YOUR ASSIGNMENT:
Check every line of the material below for the string "record", and return the ones that have it.

INPUT FOR THIS TASK:
§ §

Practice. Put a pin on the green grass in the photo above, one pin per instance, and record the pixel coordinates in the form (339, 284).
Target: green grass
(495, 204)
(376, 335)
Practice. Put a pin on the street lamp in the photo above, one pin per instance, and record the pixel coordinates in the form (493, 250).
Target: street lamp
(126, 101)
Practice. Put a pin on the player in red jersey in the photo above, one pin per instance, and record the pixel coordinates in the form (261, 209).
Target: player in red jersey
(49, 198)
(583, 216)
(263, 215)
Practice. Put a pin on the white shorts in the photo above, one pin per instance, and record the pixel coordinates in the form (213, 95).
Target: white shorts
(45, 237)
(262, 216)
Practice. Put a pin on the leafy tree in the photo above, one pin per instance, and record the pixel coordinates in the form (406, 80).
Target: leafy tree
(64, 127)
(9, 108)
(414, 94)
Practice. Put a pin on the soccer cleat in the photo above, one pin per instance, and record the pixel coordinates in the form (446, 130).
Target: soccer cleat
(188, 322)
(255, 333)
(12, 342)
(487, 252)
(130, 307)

§ §

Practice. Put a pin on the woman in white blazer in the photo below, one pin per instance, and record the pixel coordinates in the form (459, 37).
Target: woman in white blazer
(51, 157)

§ §

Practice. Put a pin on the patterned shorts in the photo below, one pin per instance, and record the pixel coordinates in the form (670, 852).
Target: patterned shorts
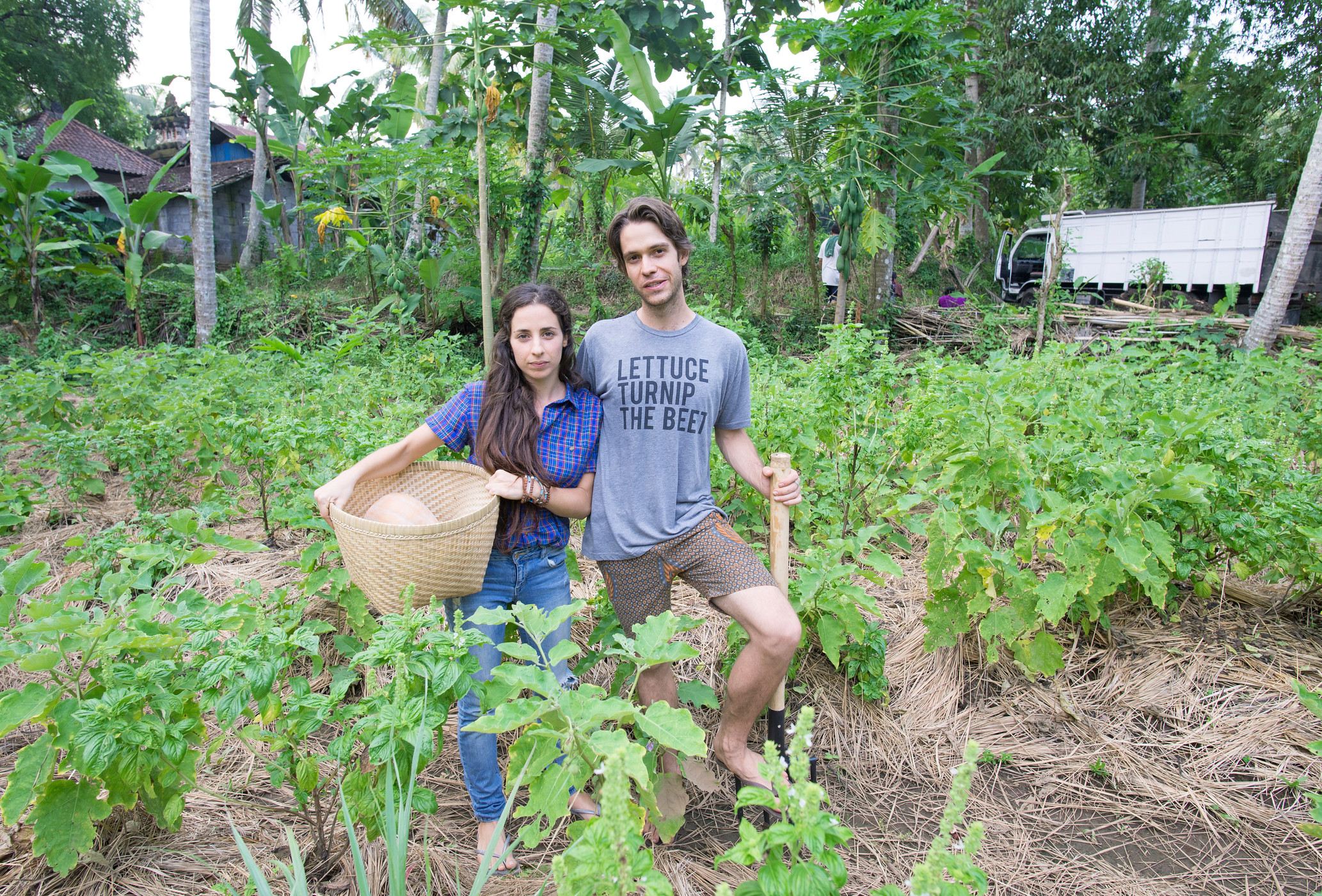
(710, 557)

§ §

ANSWER TO THIS EXERCISE:
Practice. Put a pin on the green grass in the photo above, one pin per instance, and record the pixel coordinates in the form (339, 284).
Practice. Put a pin on the street lamp in the photo above, one pin per instance, and record the pixel coordinates in the form (493, 250).
Practice. Put a pin on the player in red jersey in the photo above, one pin per instance, and record the pixel coordinates in the form (261, 209).
Practice. Put a pin on the white shorts in the photo above, one pin per instance, and record the pixel coordinates in the form (213, 95).
Practice. Put a pin on the leafy tree in the photo above, one pin per instance, and record the pixel coordinates in the form (406, 80).
Practice. Put a pin on the soccer cleat in the photo above, one pin per instance, and record the pixel coordinates in the form (446, 130).
Practice. Put a pin on the woman in white blazer in the photo below, one pin per instance, and record the pixel coordinates in the form (459, 37).
Practice. Put a pin on the patterned shorts in the photo below, one pin per instance, and record the pixel coordinates in the form (670, 852).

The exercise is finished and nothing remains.